◆ **What you have to do**
Return, unchanged, the lines of the listing below from the line with "scrub on back" to the line with "[[[87,318],[93,319],[93,293],[90,294],[90,299],[87,305]]]", including both. Leave the pictures out.

◆ **Data for processing**
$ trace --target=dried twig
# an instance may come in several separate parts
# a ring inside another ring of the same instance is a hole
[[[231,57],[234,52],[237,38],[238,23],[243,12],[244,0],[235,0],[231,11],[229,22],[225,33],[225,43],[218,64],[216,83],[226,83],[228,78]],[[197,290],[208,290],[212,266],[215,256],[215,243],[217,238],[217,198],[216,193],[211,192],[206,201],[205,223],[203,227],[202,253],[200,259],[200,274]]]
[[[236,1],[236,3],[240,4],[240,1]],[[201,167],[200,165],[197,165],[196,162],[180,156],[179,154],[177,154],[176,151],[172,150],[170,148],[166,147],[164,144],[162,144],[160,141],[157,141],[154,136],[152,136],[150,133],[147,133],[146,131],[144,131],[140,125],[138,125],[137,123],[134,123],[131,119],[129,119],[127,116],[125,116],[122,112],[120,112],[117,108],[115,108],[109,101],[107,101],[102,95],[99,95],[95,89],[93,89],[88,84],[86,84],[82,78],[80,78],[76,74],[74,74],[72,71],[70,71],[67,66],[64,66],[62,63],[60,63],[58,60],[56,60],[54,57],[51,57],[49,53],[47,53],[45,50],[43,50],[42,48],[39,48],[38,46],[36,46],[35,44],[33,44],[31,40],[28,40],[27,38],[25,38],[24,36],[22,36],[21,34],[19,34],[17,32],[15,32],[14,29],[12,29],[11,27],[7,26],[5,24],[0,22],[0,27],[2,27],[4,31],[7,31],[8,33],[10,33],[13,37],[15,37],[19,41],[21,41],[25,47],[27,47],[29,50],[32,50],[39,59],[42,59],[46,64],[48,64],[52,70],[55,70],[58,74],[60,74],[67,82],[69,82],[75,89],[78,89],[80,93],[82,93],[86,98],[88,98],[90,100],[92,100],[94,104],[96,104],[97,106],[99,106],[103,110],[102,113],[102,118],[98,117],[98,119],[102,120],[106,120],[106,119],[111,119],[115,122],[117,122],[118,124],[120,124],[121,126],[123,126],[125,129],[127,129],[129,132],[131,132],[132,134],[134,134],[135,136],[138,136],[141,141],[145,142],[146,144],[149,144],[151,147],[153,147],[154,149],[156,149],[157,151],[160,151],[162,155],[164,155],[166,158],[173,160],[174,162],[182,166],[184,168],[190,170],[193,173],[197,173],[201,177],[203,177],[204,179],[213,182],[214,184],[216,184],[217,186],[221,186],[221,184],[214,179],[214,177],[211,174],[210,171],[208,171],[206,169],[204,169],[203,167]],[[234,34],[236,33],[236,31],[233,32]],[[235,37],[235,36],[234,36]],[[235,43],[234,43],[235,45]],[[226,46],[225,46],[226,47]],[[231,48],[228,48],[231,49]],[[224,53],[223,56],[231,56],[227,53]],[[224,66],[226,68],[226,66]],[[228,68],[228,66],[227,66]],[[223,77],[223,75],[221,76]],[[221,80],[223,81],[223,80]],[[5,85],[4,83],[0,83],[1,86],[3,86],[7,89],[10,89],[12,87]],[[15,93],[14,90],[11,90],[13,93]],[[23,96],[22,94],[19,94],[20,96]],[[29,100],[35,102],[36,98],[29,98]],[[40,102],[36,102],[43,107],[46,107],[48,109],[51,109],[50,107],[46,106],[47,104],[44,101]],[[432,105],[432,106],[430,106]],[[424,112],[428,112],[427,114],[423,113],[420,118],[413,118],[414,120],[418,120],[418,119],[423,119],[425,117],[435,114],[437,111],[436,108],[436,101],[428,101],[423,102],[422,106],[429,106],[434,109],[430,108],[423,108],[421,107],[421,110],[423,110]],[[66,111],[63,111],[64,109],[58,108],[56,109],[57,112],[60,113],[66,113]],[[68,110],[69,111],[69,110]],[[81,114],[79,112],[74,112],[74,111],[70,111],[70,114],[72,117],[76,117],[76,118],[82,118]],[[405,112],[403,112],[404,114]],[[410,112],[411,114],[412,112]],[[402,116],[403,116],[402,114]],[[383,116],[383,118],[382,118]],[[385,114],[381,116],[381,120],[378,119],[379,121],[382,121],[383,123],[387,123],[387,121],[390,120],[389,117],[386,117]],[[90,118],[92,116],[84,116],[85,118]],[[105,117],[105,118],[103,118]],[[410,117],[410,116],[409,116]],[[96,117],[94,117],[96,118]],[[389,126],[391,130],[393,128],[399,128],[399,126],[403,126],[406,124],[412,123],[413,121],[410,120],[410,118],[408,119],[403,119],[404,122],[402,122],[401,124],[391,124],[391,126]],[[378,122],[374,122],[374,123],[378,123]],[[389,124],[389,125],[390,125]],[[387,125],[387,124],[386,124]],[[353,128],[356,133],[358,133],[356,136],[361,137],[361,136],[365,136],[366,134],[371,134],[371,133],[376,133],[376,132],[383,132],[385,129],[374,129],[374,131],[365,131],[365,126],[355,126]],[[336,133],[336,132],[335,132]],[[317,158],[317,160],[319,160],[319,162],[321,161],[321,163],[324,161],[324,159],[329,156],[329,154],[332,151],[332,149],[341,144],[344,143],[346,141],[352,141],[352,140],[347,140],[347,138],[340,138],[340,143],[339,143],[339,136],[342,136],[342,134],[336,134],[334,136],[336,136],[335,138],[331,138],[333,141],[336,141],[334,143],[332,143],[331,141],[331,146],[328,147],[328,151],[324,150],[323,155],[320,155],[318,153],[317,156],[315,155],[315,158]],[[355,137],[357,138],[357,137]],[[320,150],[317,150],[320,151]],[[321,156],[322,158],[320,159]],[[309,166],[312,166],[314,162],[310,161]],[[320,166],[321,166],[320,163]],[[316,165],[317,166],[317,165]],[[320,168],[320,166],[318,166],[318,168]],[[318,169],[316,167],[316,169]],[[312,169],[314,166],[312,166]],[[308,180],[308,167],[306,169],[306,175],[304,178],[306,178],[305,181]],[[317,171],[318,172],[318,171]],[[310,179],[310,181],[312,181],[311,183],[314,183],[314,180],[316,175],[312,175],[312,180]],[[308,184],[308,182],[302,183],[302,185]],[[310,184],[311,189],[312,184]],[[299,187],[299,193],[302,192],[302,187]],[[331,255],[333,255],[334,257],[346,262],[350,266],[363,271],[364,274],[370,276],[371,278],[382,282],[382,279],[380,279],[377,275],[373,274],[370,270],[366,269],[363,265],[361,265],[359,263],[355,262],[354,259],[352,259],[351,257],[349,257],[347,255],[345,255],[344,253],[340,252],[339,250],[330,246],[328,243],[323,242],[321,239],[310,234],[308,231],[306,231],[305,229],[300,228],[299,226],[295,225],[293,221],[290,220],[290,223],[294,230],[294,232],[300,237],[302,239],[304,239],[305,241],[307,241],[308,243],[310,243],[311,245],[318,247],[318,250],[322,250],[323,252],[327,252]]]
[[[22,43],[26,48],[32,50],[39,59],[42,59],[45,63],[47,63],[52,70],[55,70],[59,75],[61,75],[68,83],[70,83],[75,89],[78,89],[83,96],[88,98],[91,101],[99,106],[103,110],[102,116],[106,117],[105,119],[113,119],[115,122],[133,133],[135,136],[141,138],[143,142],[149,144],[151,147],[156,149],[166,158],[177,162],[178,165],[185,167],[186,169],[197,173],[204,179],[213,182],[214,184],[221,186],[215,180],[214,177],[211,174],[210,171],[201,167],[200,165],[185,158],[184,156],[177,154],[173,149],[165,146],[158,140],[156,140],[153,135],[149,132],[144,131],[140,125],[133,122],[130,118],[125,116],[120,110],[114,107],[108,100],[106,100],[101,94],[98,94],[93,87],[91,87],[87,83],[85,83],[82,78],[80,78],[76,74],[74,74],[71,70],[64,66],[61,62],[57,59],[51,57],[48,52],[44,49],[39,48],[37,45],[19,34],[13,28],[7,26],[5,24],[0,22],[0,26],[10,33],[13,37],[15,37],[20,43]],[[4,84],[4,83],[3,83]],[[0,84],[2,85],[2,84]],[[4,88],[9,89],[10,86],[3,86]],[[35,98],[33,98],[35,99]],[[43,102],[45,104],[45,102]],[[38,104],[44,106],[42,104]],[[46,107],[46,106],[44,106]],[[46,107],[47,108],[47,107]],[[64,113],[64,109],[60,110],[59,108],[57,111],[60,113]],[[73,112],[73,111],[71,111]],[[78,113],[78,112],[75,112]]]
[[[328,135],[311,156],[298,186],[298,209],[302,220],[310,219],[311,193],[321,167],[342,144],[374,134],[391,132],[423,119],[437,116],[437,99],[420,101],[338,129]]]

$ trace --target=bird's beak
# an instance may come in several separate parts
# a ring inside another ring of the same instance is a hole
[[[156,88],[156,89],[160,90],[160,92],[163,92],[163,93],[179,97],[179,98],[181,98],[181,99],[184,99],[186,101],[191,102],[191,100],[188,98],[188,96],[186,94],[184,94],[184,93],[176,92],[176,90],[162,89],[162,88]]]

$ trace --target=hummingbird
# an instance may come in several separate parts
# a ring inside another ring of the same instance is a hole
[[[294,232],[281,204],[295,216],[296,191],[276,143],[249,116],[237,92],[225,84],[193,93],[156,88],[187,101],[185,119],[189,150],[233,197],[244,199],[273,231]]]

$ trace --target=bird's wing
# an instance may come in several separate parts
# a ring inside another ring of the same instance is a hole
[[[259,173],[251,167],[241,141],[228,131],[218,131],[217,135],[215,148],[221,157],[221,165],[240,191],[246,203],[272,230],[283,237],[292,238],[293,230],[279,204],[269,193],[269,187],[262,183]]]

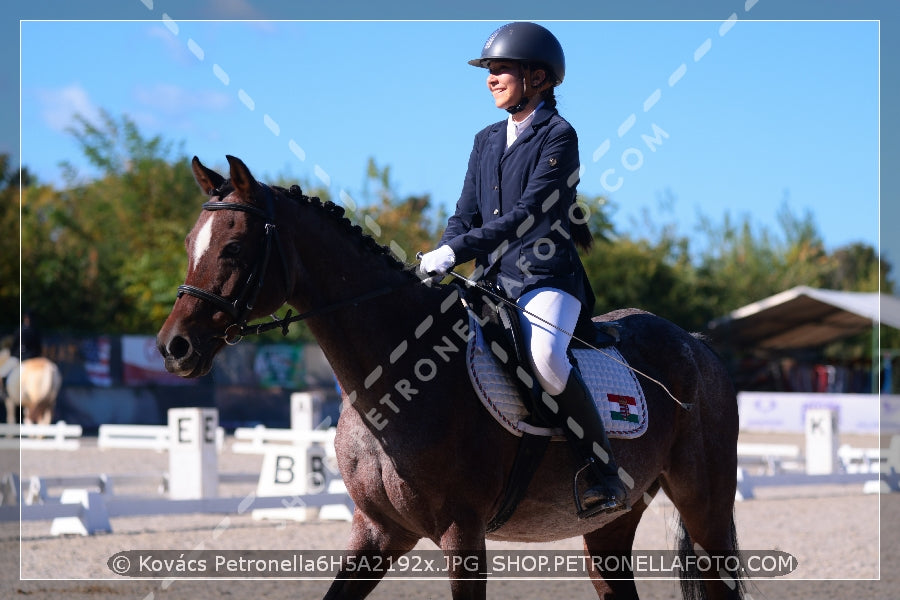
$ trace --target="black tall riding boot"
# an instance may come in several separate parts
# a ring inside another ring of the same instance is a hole
[[[566,388],[552,398],[558,404],[557,414],[561,417],[566,437],[574,444],[579,455],[587,461],[586,466],[596,479],[596,484],[584,492],[579,502],[576,475],[575,502],[579,516],[590,517],[599,513],[624,510],[627,496],[625,484],[619,477],[619,467],[613,458],[603,419],[597,412],[578,367],[572,366]],[[595,443],[602,451],[595,451]]]

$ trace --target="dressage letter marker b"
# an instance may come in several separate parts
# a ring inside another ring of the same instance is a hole
[[[314,508],[305,508],[303,497],[322,492],[325,482],[325,449],[321,446],[271,444],[263,456],[262,471],[256,496],[289,496],[284,508],[260,508],[253,511],[254,519],[291,519],[305,521]]]

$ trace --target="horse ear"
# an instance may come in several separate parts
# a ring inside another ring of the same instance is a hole
[[[200,159],[196,156],[191,159],[191,170],[194,172],[194,180],[197,182],[197,185],[200,186],[200,189],[203,190],[203,193],[207,196],[209,196],[213,190],[225,183],[224,177],[212,169],[203,166],[203,163],[201,163]]]
[[[225,155],[225,158],[231,166],[231,184],[234,186],[234,189],[244,198],[252,198],[253,190],[256,188],[256,180],[250,174],[250,169],[239,158],[228,154]]]

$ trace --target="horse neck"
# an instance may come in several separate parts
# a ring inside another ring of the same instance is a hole
[[[403,368],[391,361],[398,348],[414,339],[415,327],[438,312],[440,297],[411,280],[396,264],[373,250],[359,231],[316,205],[298,208],[291,247],[298,265],[298,281],[289,303],[305,312],[390,288],[370,298],[310,318],[307,323],[325,353],[342,388],[358,391],[368,401],[387,393],[395,382],[386,375]],[[379,376],[378,374],[383,375]]]

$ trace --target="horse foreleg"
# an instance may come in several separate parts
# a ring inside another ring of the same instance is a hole
[[[418,539],[399,527],[376,523],[359,507],[353,512],[350,542],[344,567],[328,588],[324,600],[365,598],[398,557],[413,549]]]
[[[454,521],[440,539],[447,561],[453,600],[484,600],[487,596],[487,550],[484,525]]]
[[[657,484],[658,487],[658,484]],[[654,495],[656,492],[649,492]],[[600,529],[584,535],[584,553],[587,555],[591,583],[601,600],[625,600],[637,598],[634,571],[625,568],[629,563],[623,557],[631,556],[634,535],[647,505],[639,500],[626,513]],[[609,572],[615,565],[620,570]],[[606,579],[609,577],[609,579]]]

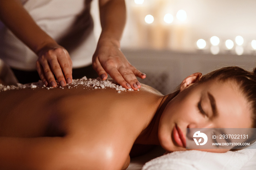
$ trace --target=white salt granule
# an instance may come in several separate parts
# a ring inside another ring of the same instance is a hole
[[[104,89],[106,87],[109,87],[115,89],[117,91],[117,93],[121,93],[121,91],[124,91],[125,92],[126,92],[127,90],[130,91],[134,91],[131,88],[127,89],[121,86],[118,85],[116,82],[113,80],[101,80],[99,78],[95,79],[92,79],[91,78],[87,79],[85,76],[80,79],[73,80],[71,83],[67,84],[67,86],[68,89],[72,89],[73,88],[73,87],[75,87],[77,88],[78,87],[81,85],[86,87],[86,89],[87,89],[87,87],[92,88],[93,90],[94,89]],[[57,87],[62,89],[64,89],[64,87],[61,87],[60,86],[59,84]],[[39,80],[38,82],[31,84],[22,84],[17,83],[16,86],[11,85],[11,86],[5,86],[0,84],[0,92],[6,91],[8,90],[19,89],[26,88],[35,89],[38,88],[44,88],[48,90],[54,88],[52,87],[46,87],[41,80]],[[83,89],[85,89],[85,88],[83,88]],[[89,90],[90,89],[87,90]],[[138,90],[139,91],[139,89]]]

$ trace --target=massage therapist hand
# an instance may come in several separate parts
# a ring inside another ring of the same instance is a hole
[[[120,50],[119,43],[100,39],[93,57],[93,67],[102,80],[107,73],[123,87],[137,90],[141,85],[136,76],[144,78],[146,75],[132,66]]]
[[[62,86],[72,81],[72,61],[67,51],[57,44],[50,44],[37,53],[36,67],[45,85],[57,86],[54,76]]]
[[[93,67],[103,80],[107,73],[125,88],[137,90],[141,86],[136,78],[146,78],[127,61],[120,49],[120,40],[126,21],[124,0],[99,0],[102,28],[93,57]]]

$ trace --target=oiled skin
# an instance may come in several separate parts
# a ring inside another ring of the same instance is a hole
[[[84,88],[0,92],[0,169],[127,167],[164,96]]]

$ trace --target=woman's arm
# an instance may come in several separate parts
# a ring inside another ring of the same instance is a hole
[[[63,81],[65,85],[66,80],[71,82],[72,63],[68,53],[37,24],[20,0],[0,0],[0,19],[38,55],[37,69],[43,82],[56,86],[54,74],[59,82]]]
[[[120,49],[126,21],[124,0],[99,0],[99,4],[102,31],[93,57],[93,68],[102,79],[108,73],[123,87],[137,90],[141,86],[136,76],[144,78],[146,75],[131,65]]]

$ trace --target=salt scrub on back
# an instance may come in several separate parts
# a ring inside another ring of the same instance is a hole
[[[101,80],[99,78],[95,79],[89,78],[87,79],[86,77],[84,76],[80,79],[73,80],[72,82],[70,84],[67,84],[67,86],[69,89],[72,89],[73,88],[77,88],[80,86],[90,87],[94,89],[105,89],[106,87],[110,87],[115,89],[117,90],[117,93],[121,93],[121,91],[134,91],[133,89],[130,88],[126,89],[123,87],[121,86],[118,84],[114,80]],[[62,89],[64,89],[64,87],[60,86],[59,84],[57,87],[59,87]],[[22,84],[18,83],[17,85],[12,85],[11,86],[4,86],[0,84],[0,92],[6,91],[9,90],[19,89],[25,88],[34,89],[35,88],[44,88],[48,89],[53,89],[54,88],[52,87],[46,87],[44,84],[41,80],[35,83]],[[139,91],[138,89],[138,91]]]

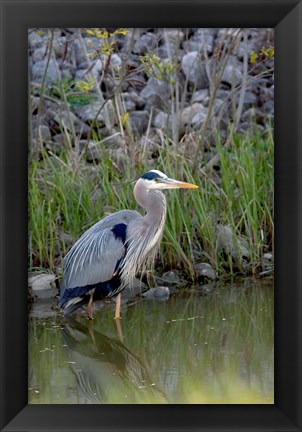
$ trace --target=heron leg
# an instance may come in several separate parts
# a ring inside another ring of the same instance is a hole
[[[121,319],[121,293],[118,293],[116,297],[114,319]]]
[[[87,318],[93,319],[93,293],[90,294],[90,299],[87,305]]]

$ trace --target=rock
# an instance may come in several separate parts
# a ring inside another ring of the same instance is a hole
[[[180,116],[179,131],[181,134],[201,128],[207,117],[208,109],[202,104],[194,103],[185,108]]]
[[[95,119],[95,116],[98,113],[97,116],[97,121],[101,124],[104,125],[104,108],[101,109],[101,111],[99,112],[100,108],[103,107],[103,103],[99,102],[99,101],[93,101],[91,104],[89,105],[84,105],[81,107],[77,107],[75,109],[76,114],[79,116],[79,118],[84,121],[84,122],[92,122]],[[111,102],[111,100],[109,100],[106,103],[106,107],[110,112],[113,112],[114,108],[113,108],[113,104]]]
[[[36,31],[30,30],[28,34],[28,45],[33,51],[41,47],[44,43],[44,38],[42,38]]]
[[[99,75],[101,75],[102,71],[103,71],[103,62],[102,60],[97,59],[91,68],[91,74],[94,77],[98,78]]]
[[[79,150],[83,151],[85,149],[85,156],[87,162],[95,162],[99,161],[102,158],[102,152],[100,149],[101,143],[99,141],[93,140],[80,140],[79,141]]]
[[[135,278],[131,286],[126,286],[126,288],[122,291],[122,300],[133,300],[135,297],[140,296],[147,289],[148,287],[144,282]]]
[[[274,255],[271,252],[266,252],[265,254],[263,254],[263,258],[267,261],[274,261]]]
[[[156,288],[150,288],[143,293],[142,296],[148,300],[168,300],[170,297],[170,290],[168,287],[158,286]]]
[[[34,63],[31,70],[32,81],[41,84],[44,78],[45,70],[47,66],[47,58],[44,60]],[[50,59],[49,65],[46,72],[46,84],[51,84],[53,81],[59,81],[61,79],[61,71],[56,65],[54,59]]]
[[[149,78],[147,85],[141,91],[141,97],[145,100],[145,110],[162,108],[170,97],[170,89],[167,83]]]
[[[181,43],[184,37],[180,29],[165,29],[162,36],[164,43],[158,48],[158,56],[165,60],[179,57],[182,54]]]
[[[183,49],[187,51],[198,51],[202,53],[206,51],[208,54],[213,53],[214,35],[211,29],[197,29],[196,33],[183,43]]]
[[[55,280],[54,274],[39,273],[28,278],[28,285],[38,299],[49,299],[57,295]]]
[[[179,285],[181,283],[180,273],[177,270],[170,270],[161,277],[156,277],[156,281],[168,286]]]
[[[229,86],[236,86],[242,82],[242,77],[243,73],[241,67],[236,61],[232,62],[232,60],[230,60],[230,63],[226,65],[223,71],[221,82]]]
[[[188,82],[196,87],[196,90],[209,86],[209,79],[205,64],[201,61],[198,51],[192,51],[183,56],[181,69]]]
[[[129,119],[135,133],[141,135],[147,129],[149,113],[147,111],[132,111],[129,115]]]
[[[211,282],[209,284],[202,284],[198,286],[198,289],[202,292],[202,294],[210,294],[216,287],[215,282]]]
[[[201,103],[206,106],[206,103],[209,101],[209,89],[197,90],[193,93],[191,103]]]
[[[66,128],[71,132],[74,129],[76,134],[81,135],[87,134],[90,130],[90,127],[81,121],[78,116],[72,111],[67,112],[64,108],[57,110],[53,120],[60,126],[59,130]]]
[[[240,100],[240,92],[237,94],[237,104],[239,103]],[[247,108],[250,108],[252,106],[256,106],[258,103],[258,98],[255,95],[255,93],[251,92],[251,91],[246,91],[244,94],[244,99],[243,99],[243,109],[246,110]]]
[[[43,274],[32,275],[28,278],[28,285],[33,291],[41,291],[53,288],[56,276],[54,274]]]
[[[45,49],[45,46],[41,46],[40,48],[36,48],[33,51],[32,59],[33,59],[34,63],[36,63],[36,62],[44,60],[46,55],[47,55],[47,49]]]
[[[247,240],[240,234],[234,233],[230,226],[219,225],[216,234],[218,251],[224,251],[235,259],[249,258]]]
[[[125,140],[120,132],[116,132],[113,135],[107,136],[102,142],[111,148],[120,148],[125,146]]]
[[[40,125],[39,126],[39,138],[40,140],[42,140],[43,142],[51,140],[51,133],[49,130],[49,127],[46,125]],[[37,129],[35,129],[33,131],[33,136],[36,137],[37,136]]]
[[[216,279],[216,274],[213,269],[213,267],[208,263],[197,263],[195,266],[195,271],[198,277],[198,280],[205,280],[205,279]]]
[[[34,318],[52,318],[58,316],[58,302],[55,299],[39,299],[31,306],[30,316]]]
[[[143,55],[157,47],[157,37],[154,33],[145,33],[135,42],[132,51],[134,54]]]
[[[158,129],[166,129],[169,116],[163,111],[159,111],[153,119],[152,125]]]

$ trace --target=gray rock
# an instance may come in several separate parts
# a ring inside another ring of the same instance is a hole
[[[84,122],[91,122],[95,119],[95,116],[99,112],[99,109],[103,106],[103,103],[94,101],[89,105],[84,105],[81,107],[77,107],[75,109],[76,114],[79,118]],[[111,100],[106,103],[107,109],[110,112],[113,112],[113,105]],[[104,125],[104,114],[103,109],[98,113],[97,121],[102,125]]]
[[[31,74],[32,81],[36,83],[42,83],[46,66],[47,66],[47,59],[34,63],[32,67],[32,74]],[[60,79],[61,79],[61,71],[56,65],[56,61],[54,59],[50,59],[47,72],[46,72],[46,83],[50,84],[53,81],[58,81]]]
[[[216,287],[216,283],[215,282],[211,282],[208,284],[202,284],[200,286],[198,286],[198,289],[203,293],[203,294],[210,294]]]
[[[55,286],[55,280],[56,276],[54,274],[39,273],[31,275],[28,278],[28,285],[33,291],[42,291],[53,288]]]
[[[99,161],[102,157],[101,143],[99,141],[93,140],[80,140],[79,141],[79,150],[80,152],[85,151],[86,160],[88,162]]]
[[[87,77],[87,69],[78,69],[75,73],[74,80],[77,81],[85,81]]]
[[[143,293],[142,296],[148,300],[168,300],[170,297],[170,290],[168,287],[158,286],[156,288],[150,288]]]
[[[170,97],[170,89],[167,83],[149,78],[146,87],[141,91],[141,97],[145,100],[145,110],[162,108]]]
[[[36,48],[33,51],[32,59],[33,59],[34,63],[39,62],[39,61],[44,60],[46,55],[47,55],[47,49],[45,48],[45,46],[41,46],[40,48]]]
[[[36,137],[37,133],[39,134],[39,139],[41,139],[42,141],[51,140],[51,133],[50,133],[50,130],[49,130],[48,126],[40,124],[40,126],[39,126],[39,132],[37,131],[37,128],[34,129],[33,136]]]
[[[226,65],[221,81],[229,84],[230,86],[236,86],[242,82],[242,76],[243,73],[241,68],[236,64],[230,63]]]
[[[206,51],[208,54],[213,53],[214,35],[211,29],[198,29],[196,33],[183,43],[185,51],[198,51],[202,53]]]
[[[39,298],[31,306],[30,316],[34,318],[52,318],[58,316],[58,302],[55,299]]]
[[[197,90],[193,93],[191,103],[201,103],[206,106],[209,101],[209,89]]]
[[[36,31],[31,31],[28,34],[28,44],[32,50],[36,50],[44,44],[44,38],[42,38]]]
[[[237,103],[239,103],[240,92],[237,94]],[[258,102],[257,96],[251,91],[246,91],[243,99],[243,109],[246,110],[252,106],[256,106]]]
[[[179,285],[181,283],[180,273],[177,270],[165,272],[161,277],[157,277],[156,280],[168,286]]]
[[[49,299],[57,295],[54,274],[39,273],[28,278],[28,285],[37,299]]]
[[[60,126],[60,129],[66,128],[69,131],[74,129],[76,134],[87,134],[89,126],[79,119],[72,111],[69,113],[64,108],[60,108],[54,114],[53,120]]]
[[[238,233],[233,232],[228,225],[219,225],[216,234],[217,249],[224,251],[235,259],[249,258],[247,240]]]
[[[95,76],[96,78],[99,77],[99,75],[101,75],[102,71],[103,71],[104,65],[102,60],[97,59],[95,60],[95,62],[93,63],[93,66],[91,68],[91,73],[93,76]]]
[[[135,278],[131,286],[126,286],[122,291],[122,300],[133,300],[137,296],[141,296],[148,289],[147,285],[140,279]]]
[[[271,252],[266,252],[263,254],[263,258],[267,261],[274,261],[274,255]]]
[[[159,111],[153,119],[152,125],[158,129],[166,129],[168,125],[168,114]]]
[[[129,119],[135,133],[141,135],[147,129],[149,113],[147,111],[133,111],[130,113]]]
[[[180,133],[201,128],[207,117],[208,109],[200,103],[194,103],[185,108],[180,116]]]
[[[156,35],[154,33],[145,33],[136,40],[132,51],[134,52],[134,54],[142,55],[155,50],[156,47]]]
[[[216,279],[216,274],[213,267],[208,263],[197,263],[195,266],[195,271],[198,276],[198,279]]]
[[[205,64],[201,61],[198,51],[192,51],[183,56],[181,69],[188,82],[197,90],[208,88],[209,80]]]
[[[113,135],[107,136],[102,140],[102,142],[107,146],[111,148],[119,148],[125,146],[125,140],[120,134],[120,132],[116,132]]]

◆ **Answer in full**
$ trace --target=salt scrub on back
# an instance may come in several separate parts
# a ring inside another ring of the same instance is a hole
[[[101,80],[99,78],[95,79],[89,78],[87,79],[86,77],[84,76],[80,79],[73,80],[72,82],[70,84],[67,84],[67,86],[69,89],[72,89],[73,88],[77,88],[80,86],[90,87],[94,89],[105,89],[106,87],[110,87],[115,89],[117,90],[117,93],[121,93],[121,91],[134,91],[133,89],[130,88],[126,89],[123,87],[121,86],[118,84],[114,80]],[[62,89],[64,89],[64,87],[60,86],[59,84],[57,87],[59,87]],[[22,84],[18,83],[17,85],[12,85],[11,86],[4,86],[0,84],[0,92],[6,91],[9,90],[19,89],[25,88],[34,89],[35,88],[44,88],[48,89],[53,89],[54,88],[52,87],[46,87],[44,84],[41,80],[35,83]],[[139,91],[138,89],[138,91]]]

$ trace --target=heron leg
# an instance may come in several separate parts
# a ring inside another ring of the same instance is a hole
[[[121,319],[121,293],[118,293],[116,297],[114,319]]]
[[[87,318],[93,319],[93,293],[90,294],[90,299],[87,305]]]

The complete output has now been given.